* **WHAT YOU SHOULD DO**: Restate the records below word for word, and omit the images they hold.
##### RECORD EXTRACTS #####
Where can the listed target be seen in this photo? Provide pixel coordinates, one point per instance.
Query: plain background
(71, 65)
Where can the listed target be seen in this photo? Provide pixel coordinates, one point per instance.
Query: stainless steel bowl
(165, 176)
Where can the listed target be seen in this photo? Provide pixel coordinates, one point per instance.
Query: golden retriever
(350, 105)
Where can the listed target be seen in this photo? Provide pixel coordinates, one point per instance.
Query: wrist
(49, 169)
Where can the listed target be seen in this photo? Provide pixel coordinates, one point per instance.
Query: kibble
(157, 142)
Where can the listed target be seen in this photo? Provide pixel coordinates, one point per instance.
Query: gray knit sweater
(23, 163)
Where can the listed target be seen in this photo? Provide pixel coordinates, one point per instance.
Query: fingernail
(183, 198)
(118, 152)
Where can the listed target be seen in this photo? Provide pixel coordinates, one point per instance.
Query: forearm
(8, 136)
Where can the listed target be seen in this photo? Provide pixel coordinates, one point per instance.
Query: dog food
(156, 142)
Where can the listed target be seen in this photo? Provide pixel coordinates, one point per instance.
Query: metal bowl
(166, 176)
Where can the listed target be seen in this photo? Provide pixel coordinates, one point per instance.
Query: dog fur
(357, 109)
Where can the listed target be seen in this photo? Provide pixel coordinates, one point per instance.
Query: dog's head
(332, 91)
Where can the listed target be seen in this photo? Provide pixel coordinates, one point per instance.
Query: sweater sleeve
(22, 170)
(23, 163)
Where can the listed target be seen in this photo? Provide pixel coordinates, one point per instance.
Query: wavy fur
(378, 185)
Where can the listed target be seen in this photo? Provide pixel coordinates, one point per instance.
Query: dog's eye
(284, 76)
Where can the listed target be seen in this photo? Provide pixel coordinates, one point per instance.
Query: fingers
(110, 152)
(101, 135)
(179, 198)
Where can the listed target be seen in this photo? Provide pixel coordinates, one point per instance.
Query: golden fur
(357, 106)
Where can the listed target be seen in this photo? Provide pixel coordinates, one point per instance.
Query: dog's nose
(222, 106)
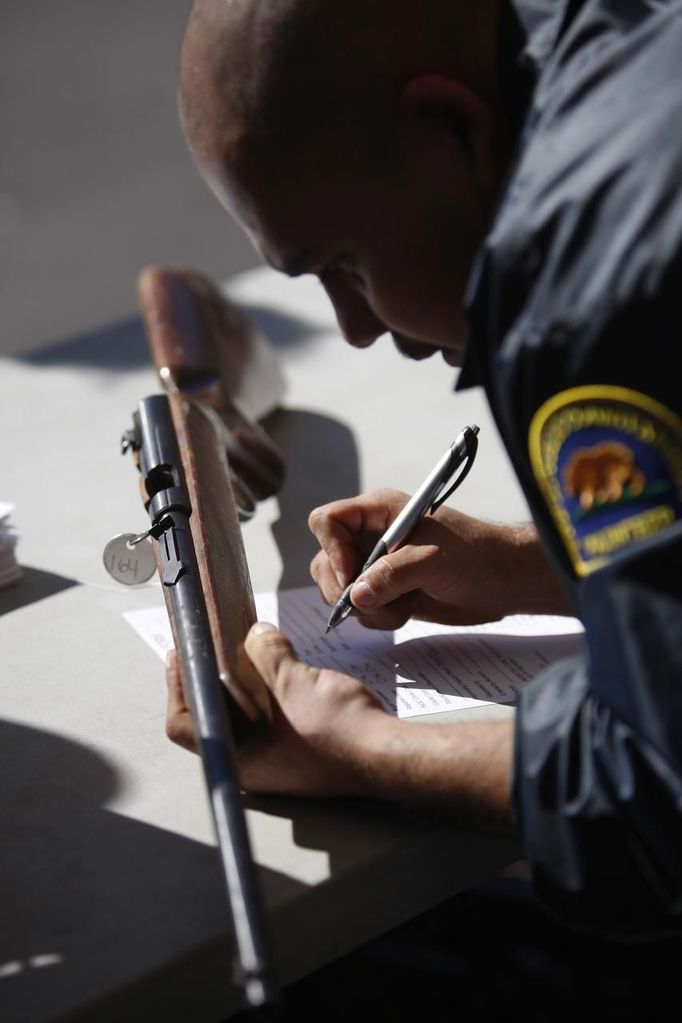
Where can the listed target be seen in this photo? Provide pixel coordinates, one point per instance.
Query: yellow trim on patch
#####
* **SOLUTION TO THE PROBLEM**:
Where can the listed target be seen in this photo? Provide pixel coordinates, one point per instance.
Query: plain background
(71, 65)
Where can the listed target be seen in this photo? Provide pixel coordinates, one point per instance.
Query: stainless steel bowl
(165, 176)
Where can the listed target be seen in this photo? Provide pixel coordinates, one point per instance.
Query: golden retriever
(350, 105)
Where can the listed target be seen in this photo? Provide pixel coordinates, one point per instance.
Query: wrist
(49, 169)
Where can the listed target be seen in this photo? Provide pixel coordinates, one point per instance.
Query: kibble
(157, 142)
Where can the listed target be seen in this photo? Provide pixel coordinates, one point per instance.
Query: gray knit sweater
(23, 163)
Where can the listed target be seen in this photo? Provide pixel coordinates, one point per instance.
Query: fingernail
(183, 198)
(118, 152)
Where can the listed target be seen in this photo? Provide pixel coordinates, one point per instance.
Query: forearm
(8, 136)
Where can the listed target be seen in this photo? Provide pixel coordinates, one point per instance.
Query: dog food
(156, 142)
Where can the listed target be seen in this photo? Provide pixel coordinates, one point per instance.
Query: metal bowl
(166, 176)
Where can the listed target be seen in this photo? Provide pixel coordinates, one point per instance.
Query: dog fur
(357, 109)
Where can the listed target be seen in this photo? Provide pixel coordinates, one point per instance.
Query: dog's head
(332, 91)
Where can the listed target be seen in this photo? Provide pixel coordinates, one point per instance.
Query: sweater sleeve
(22, 170)
(23, 163)
Where can the listed target be seen in this photo? Provide pixel coordinates, one point per instance.
Query: wavy fur
(378, 185)
Where can the listed target be seen in this photo? Provide pixel coordinates, one point per instance.
Query: dog's eye
(284, 76)
Where can the listed target be seen in this photo? Provide pixel coordinates, one point per instance.
Query: fingers
(110, 152)
(101, 135)
(179, 198)
Where can the listed target be seen in this photo? Provide pixel coordinates, one point per instance.
Query: golden fur
(357, 106)
Where can the listed target be seen in this photo? Provide pixel coordinates, one point per instance.
Query: dog's nose
(222, 106)
Where can the listed target be seen in this photo? Provide pixel coordinates, one point per instance.
Query: yellow trim on patch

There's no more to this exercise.